*** Extract
Tuesday, May 15, 2012

St. Vincent

Katherine Petting Cool Breeze at Gary's Farm
If you like remote unspoiled destinations, then definitely get the courage to visit St. Vincent. This is a large island in the West Indies that is still untouched from massive tourism, resorts, and shopping. Most people on the island do their own farming and many are fishermen. St. Vincent is another fruit paradise, it’s lush, green, and mountainous. This Island is discreetly known for it’s Ganja (Marijuana) farming and that might be one of the reasons that negative opinions have spread around about St. Vincent. However, locals have been more friendly, giving, and loving than many other islands in this region.

Earthling was anchored in Cumberland bay for 11 days and during this time we got to know almost everyone in this area. It has been easy to bond with the locals and some are going to be friends for life like our new friend Gary. He lives in Coulls Hill and his farm is further up the hill in a valley. Gary invited me to go farming with him and the invitation was accepted. We had a full farming day and did chores, such as moving animals (goats, sheep, horses, cows) and tied them up in different grassy places. I climbed mango trees and picked some of the biggest and tastiest mango ever seen, dug out and filled bags with freshly made charcoal and a variety of other vegetables. On the way home down the hill, I carried an overloaded backpack and another large bag full of mango, bananas, pineapples, wax apples, peppers, green onion, eggplants, limes, and so forth. Nobody should go hungry on this Island and it’s certainly easy to live on the minimum resources available.              
Gary moving around the goat
Lime Tree

Mango bigger than my hand
Digging up Charcoal
Avocado Tree
Cacao Tree

Roads are few and far many here. Even though distances are short, it might take longer than expected to get around since there is lots of hills. One should not be afraid of riding the minivan that zooms through turns with full passenger capacity (15-18 people) in a minivan as the Rasta music is jamming! After all, this is the best way to get around on a budget while having the most fun!

There are many waterfalls on this Island and we got to hike to one with our cruising friends and neighbors Mike and Rebecca. The hike to the Trinity Falls took longer than originally anticipated but it was well wroth it! Trinity Falls is spectacular and unique, the pressure of the water in the fall is so strong that swimming would be dangerous and obviously not recommended. Even so, this group of Earthlings was not afraid to dip in the fresh water to get the sweat off after a several hours of hiking! Please be careful if you want to be crazy like us!
******
*** Dataset section
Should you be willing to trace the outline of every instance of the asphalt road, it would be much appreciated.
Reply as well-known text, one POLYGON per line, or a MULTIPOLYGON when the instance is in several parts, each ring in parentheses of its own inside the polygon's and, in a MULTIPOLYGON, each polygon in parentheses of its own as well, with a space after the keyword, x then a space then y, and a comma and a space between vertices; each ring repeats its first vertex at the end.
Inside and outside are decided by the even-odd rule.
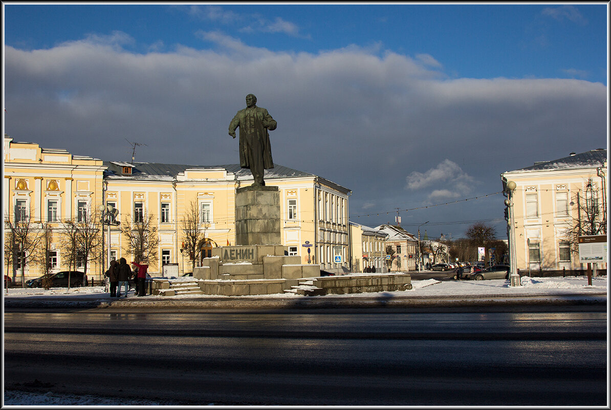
******
**Your instructions**
Answer these about the St. Vincent post:
(a) How many days was Earthling anchored in Cumberland Bay?
(b) How many passengers fill a minivan to full capacity?
(c) What makes swimming at Trinity Falls dangerous?

**Solution to this task**
(a) 11 days.
(b) 15 to 18 people.
(c) The water pressure in the fall is very strong.